Task brief
Character for character, give back every line below.

::: Data to examine :::

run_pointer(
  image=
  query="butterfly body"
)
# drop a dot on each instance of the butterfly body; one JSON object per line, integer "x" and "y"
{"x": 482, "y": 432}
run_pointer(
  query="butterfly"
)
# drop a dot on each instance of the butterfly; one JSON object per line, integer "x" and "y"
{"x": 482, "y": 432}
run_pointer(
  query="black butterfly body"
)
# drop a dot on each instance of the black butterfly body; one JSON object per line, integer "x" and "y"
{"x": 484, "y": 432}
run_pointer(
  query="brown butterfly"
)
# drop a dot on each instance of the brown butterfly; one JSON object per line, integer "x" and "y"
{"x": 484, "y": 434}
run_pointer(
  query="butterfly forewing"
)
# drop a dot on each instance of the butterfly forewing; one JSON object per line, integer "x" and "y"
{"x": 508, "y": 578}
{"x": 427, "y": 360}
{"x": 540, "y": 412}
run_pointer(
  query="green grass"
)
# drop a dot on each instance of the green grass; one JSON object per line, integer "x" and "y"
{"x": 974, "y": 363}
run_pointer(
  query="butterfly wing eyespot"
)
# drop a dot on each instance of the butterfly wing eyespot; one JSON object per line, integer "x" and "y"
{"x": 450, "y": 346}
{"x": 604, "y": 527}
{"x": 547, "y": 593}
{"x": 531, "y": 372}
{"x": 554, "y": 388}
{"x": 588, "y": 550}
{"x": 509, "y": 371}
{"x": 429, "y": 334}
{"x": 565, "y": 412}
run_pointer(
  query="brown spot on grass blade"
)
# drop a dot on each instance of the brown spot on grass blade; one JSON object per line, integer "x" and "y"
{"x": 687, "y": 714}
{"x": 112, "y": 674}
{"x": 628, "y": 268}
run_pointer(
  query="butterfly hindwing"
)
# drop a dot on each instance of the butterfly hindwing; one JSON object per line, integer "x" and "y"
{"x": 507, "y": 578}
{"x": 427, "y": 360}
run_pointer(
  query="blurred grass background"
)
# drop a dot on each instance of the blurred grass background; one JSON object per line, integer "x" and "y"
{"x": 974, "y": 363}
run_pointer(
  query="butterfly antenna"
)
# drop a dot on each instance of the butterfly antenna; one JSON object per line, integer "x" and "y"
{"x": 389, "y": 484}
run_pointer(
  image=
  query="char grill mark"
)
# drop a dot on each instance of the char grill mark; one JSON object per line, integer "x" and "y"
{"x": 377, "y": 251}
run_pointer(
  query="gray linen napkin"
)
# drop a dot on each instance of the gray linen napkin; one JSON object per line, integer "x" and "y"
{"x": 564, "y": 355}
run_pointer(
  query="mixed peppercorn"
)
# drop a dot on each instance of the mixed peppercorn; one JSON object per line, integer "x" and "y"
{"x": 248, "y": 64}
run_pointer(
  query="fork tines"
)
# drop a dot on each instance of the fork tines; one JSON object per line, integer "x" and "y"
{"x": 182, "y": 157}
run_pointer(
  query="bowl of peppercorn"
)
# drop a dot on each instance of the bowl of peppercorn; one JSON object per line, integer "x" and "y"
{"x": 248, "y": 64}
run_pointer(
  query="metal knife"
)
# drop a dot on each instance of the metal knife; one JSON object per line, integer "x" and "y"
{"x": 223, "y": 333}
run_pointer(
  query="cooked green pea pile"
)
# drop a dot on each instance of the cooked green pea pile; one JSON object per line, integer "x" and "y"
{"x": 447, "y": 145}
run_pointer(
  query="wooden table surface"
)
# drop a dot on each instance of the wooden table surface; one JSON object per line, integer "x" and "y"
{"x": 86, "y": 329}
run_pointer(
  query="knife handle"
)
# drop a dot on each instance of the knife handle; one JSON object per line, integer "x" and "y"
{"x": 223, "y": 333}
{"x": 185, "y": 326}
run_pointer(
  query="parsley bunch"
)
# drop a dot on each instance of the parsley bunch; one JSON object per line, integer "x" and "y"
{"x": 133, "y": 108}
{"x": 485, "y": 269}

:::

Output below
run_pointer(
  image=
  query="butterfly body"
)
# drop a dot on each instance of the butterfly body; one JSON object per line, integer "x" and "y"
{"x": 482, "y": 432}
run_pointer(
  query="butterfly"
)
# drop a dot on each instance of the butterfly; one JSON object per line, integer "x" and "y"
{"x": 482, "y": 432}
run_pointer(
  query="black butterfly body"
)
# drop a dot on each instance of the black butterfly body; one JSON object per line, integer "x" and "y"
{"x": 484, "y": 432}
run_pointer(
  query="brown butterfly"
)
# drop a dot on each instance of the brown butterfly; one JSON object per line, integer "x" and "y"
{"x": 484, "y": 434}
run_pointer(
  query="butterfly forewing"
)
# drop a dot on each instance of the butterfly forewing; one JSON object per line, integer "x" and "y"
{"x": 508, "y": 578}
{"x": 427, "y": 360}
{"x": 540, "y": 412}
run_pointer(
  query="green grass"
)
# drop a dot on each instance of the green grass; one JSON object per line, integer "x" and "y"
{"x": 974, "y": 363}
run_pointer(
  query="butterfly wing eyespot"
)
# drop a dot on each instance of the butterfly wing eyespot; one JSON object per line, integer "x" and "y"
{"x": 450, "y": 346}
{"x": 604, "y": 527}
{"x": 547, "y": 593}
{"x": 531, "y": 372}
{"x": 554, "y": 388}
{"x": 588, "y": 550}
{"x": 509, "y": 371}
{"x": 429, "y": 334}
{"x": 565, "y": 412}
run_pointer(
  query="brown spot on grass blade"
)
# drop a dot on each instance of the brown spot on grass blade; one JSON object per line, integer "x" and "y"
{"x": 687, "y": 714}
{"x": 112, "y": 674}
{"x": 628, "y": 268}
run_pointer(
  query="butterfly hindwing"
)
# drop a dot on each instance of the butterfly hindwing; one JSON object per line, integer "x" and "y"
{"x": 507, "y": 578}
{"x": 427, "y": 360}
run_pointer(
  query="blurred grass background"
)
# drop a dot on each instance of the blurred grass background; one JSON object per line, integer "x" and "y"
{"x": 974, "y": 363}
run_pointer(
  query="butterfly antenna"
)
# drop a dot on each instance of the butterfly antenna; one JSON object per line, integer "x" and "y"
{"x": 389, "y": 484}
run_pointer(
  image=
  query="char grill mark"
)
# drop a dot on each instance of the char grill mark; one JSON object per line, integer "x" and "y"
{"x": 377, "y": 251}
run_pointer(
  query="gray linen napkin"
)
# drop a dot on each instance of the gray linen napkin; one JSON object per line, integer "x" and "y"
{"x": 564, "y": 355}
run_pointer(
  query="mixed peppercorn"
)
# drop a dot on each instance of the mixed peppercorn; one JSON object per line, integer "x" and "y"
{"x": 248, "y": 64}
run_pointer(
  query="fork tines"
)
# drop a dot on each instance of the fork tines; one JSON object per line, integer "x" and "y"
{"x": 182, "y": 157}
run_pointer(
  query="bowl of peppercorn"
)
# drop a dot on each instance of the bowl of peppercorn; one JSON object per line, integer "x" and "y"
{"x": 248, "y": 64}
run_pointer(
  query="metal knife"
)
# drop a dot on each instance of the metal knife; one JSON object per line, integer "x" and "y"
{"x": 223, "y": 333}
run_pointer(
  query="cooked green pea pile"
)
# drop a dot on each instance of the cooked green pea pile; one JSON object per line, integer "x" and "y"
{"x": 447, "y": 145}
run_pointer(
  query="wooden table surface"
)
# drop a dot on each instance of the wooden table surface; one JSON object per line, integer "x" and "y"
{"x": 86, "y": 329}
run_pointer(
  query="knife handle"
)
# drop a dot on each instance of the knife handle; one JSON object per line, integer "x" and "y"
{"x": 223, "y": 333}
{"x": 185, "y": 326}
run_pointer(
  query="parsley bunch"
)
# drop a dot on each instance of the parsley bunch; one JSON object per line, integer "x" and "y"
{"x": 133, "y": 108}
{"x": 485, "y": 269}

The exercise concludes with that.